Print every line of the material exactly.
____________________
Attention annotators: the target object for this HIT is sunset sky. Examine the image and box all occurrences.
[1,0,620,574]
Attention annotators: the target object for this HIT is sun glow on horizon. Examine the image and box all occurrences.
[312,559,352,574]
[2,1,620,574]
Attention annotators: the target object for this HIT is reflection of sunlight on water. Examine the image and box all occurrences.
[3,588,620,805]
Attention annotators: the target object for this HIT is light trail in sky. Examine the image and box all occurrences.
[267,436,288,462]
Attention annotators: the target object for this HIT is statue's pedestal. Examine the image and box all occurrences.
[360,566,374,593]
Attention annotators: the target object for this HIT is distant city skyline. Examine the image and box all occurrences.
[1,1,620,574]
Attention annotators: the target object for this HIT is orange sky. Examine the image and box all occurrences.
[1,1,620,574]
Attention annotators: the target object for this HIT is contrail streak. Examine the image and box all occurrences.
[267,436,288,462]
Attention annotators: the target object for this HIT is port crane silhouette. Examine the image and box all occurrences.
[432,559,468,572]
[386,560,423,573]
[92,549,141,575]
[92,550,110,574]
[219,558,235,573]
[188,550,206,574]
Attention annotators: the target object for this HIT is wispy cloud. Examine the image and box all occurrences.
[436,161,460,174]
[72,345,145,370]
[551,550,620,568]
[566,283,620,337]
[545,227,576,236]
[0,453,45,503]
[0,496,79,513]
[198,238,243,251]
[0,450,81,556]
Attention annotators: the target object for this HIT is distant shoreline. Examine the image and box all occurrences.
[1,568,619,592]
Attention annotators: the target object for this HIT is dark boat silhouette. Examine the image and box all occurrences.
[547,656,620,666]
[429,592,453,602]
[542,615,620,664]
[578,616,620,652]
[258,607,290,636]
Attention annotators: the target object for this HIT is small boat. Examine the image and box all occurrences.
____________________
# ANSWER SPACE
Attention annotators: the target object for this HIT is sunset sky. Examine the image and box all occurrences.
[1,0,620,574]
Attention annotators: the target object for this HIT is sun glow on horizon. Examine the image and box all occurrences.
[312,559,352,574]
[2,1,620,574]
Attention annotators: the target object for this HIT is reflection of sunlight on water. Examine the image and box all occurrences.
[3,588,620,805]
Attention annotators: the target object for this HIT is light trail in sky. Examine the image and box all occurrences.
[267,436,288,462]
Attention annotators: the target object for this HIT is statue's pedestal. Examine the image and box all occurrences.
[360,566,374,593]
Attention annotators: the target object for this HIT is distant city skyline. Examine the image and box all occurrences.
[1,1,620,574]
Attention annotators: the target object for this HIT is orange sky. Examine the image and box all occurrences.
[1,1,620,574]
Attention annotators: the target object for this HIT is contrail streak. Examine the image and box all occurrences.
[267,436,288,462]
Attention annotators: the target object for this HIT is port crane silhouette. Examine the image and box all occurrences.
[432,559,468,572]
[386,560,423,573]
[92,549,141,575]
[92,550,110,574]
[219,558,235,573]
[188,550,206,574]
Attention annotators: the target object for this HIT is wispy cloud. Examine the image and box all occurrences.
[436,161,460,174]
[72,345,145,370]
[551,550,620,568]
[566,283,620,337]
[545,227,576,236]
[0,453,45,503]
[0,496,79,513]
[198,238,243,251]
[0,450,81,556]
Attention annotators: the target object for this HIT is distant shoreline. Examine the image and box all occurrences.
[1,568,619,592]
Attention annotators: the target object for this HIT is dark boat silhouette. Examine the image and box all occurrences.
[547,656,620,666]
[429,592,453,602]
[542,615,620,664]
[578,616,620,652]
[258,607,290,636]
Attention annotators: the target object for this HIT is small boat. Examine the image and box all occurrences.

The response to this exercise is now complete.